▸ Task to complete
Your response should consist of every line below, reproduced without alteration.

Stored data entries
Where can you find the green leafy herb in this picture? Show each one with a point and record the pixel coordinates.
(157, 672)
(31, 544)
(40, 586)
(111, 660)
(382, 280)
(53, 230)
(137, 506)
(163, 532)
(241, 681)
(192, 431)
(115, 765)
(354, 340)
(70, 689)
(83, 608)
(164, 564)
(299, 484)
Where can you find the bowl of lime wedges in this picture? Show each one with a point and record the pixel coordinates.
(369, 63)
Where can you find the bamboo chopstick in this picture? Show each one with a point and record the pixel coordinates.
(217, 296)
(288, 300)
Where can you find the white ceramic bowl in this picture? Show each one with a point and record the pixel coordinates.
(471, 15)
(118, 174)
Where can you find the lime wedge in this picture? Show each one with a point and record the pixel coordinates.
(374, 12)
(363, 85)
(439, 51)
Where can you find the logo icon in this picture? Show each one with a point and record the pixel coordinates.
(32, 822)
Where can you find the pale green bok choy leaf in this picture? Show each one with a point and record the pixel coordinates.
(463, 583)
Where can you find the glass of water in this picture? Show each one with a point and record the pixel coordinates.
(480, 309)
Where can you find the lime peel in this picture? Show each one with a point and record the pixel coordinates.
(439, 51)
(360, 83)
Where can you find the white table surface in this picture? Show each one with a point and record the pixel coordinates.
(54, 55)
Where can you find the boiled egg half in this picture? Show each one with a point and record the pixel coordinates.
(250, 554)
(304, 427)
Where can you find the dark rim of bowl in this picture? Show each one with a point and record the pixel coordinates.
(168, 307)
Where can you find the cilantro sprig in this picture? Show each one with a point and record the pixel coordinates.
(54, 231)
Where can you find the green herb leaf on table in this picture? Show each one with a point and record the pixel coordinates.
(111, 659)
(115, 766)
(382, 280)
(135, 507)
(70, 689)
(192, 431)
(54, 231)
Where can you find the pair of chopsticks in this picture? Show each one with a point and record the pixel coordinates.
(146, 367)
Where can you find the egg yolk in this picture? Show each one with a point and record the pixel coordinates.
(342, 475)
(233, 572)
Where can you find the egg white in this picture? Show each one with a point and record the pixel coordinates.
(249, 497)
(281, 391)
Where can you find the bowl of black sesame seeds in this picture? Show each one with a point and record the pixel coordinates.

▸ Result for this exercise
Where can you find the green leafy herb in this picture? Show each one with a point and record the pixel coordinates.
(157, 672)
(31, 544)
(40, 586)
(111, 660)
(382, 280)
(53, 230)
(137, 506)
(163, 532)
(241, 681)
(192, 431)
(115, 765)
(354, 340)
(70, 689)
(83, 608)
(164, 564)
(299, 484)
Where can you find the bowl of lime wedges in this picture? Show each one with a point and record the pixel coordinates.
(369, 63)
Where can you find the bamboo chopstick in this picture? Show each one with a point and record the pixel coordinates.
(217, 296)
(288, 300)
Where can you find the white ceramic bowl in this picture? Show each one with a point and record the pixel coordinates.
(471, 15)
(118, 174)
Where can you find the lime wedge in this picture? Show each one with a point and record the pixel coordinates.
(374, 12)
(363, 85)
(439, 51)
Where can you find the logo icon in this picture? Show each one with a point and record the pixel coordinates.
(32, 822)
Where can you find the pale green bok choy leaf in this picture? Show each one with a point and record the pixel coordinates.
(463, 583)
Where can you find the glass of water in this picture? Show each one with a point and record the pixel coordinates.
(480, 309)
Where can you find the lime peel in this picture? Show each one with a point and record the pixel coordinates.
(439, 51)
(360, 83)
Where can you find the white table surface in this picture? Show each one with a point and record the pixel coordinates.
(54, 55)
Where can you find the boiled egg half in this picture? Show each one with a point and record the pixel coordinates.
(250, 554)
(304, 427)
Where can you find the dark rim of bowl in this picture? Show each one with a point and record the pixel coordinates.
(168, 307)
Where can you find the cilantro sprig in this picture? Show each one with a point and record the pixel coordinates.
(54, 231)
Where can you find the green herb leaf on table in this picture? Show each one with a point and record the pixel coordinates.
(111, 659)
(115, 766)
(382, 280)
(135, 507)
(70, 689)
(192, 431)
(54, 231)
Where can you find the pair of chopsticks in this picture? Show each one with a point and record the pixel coordinates.
(146, 367)
Where can you find the egg yolk in this picture? Show each one with a point and record the pixel coordinates.
(342, 475)
(233, 572)
Where can you find the egg white in this picture? Show each one with a point and record the pixel coordinates.
(249, 497)
(281, 391)
Where can you find the bowl of black sesame seeds in this picture? Show each one with a point and record the pixel coordinates.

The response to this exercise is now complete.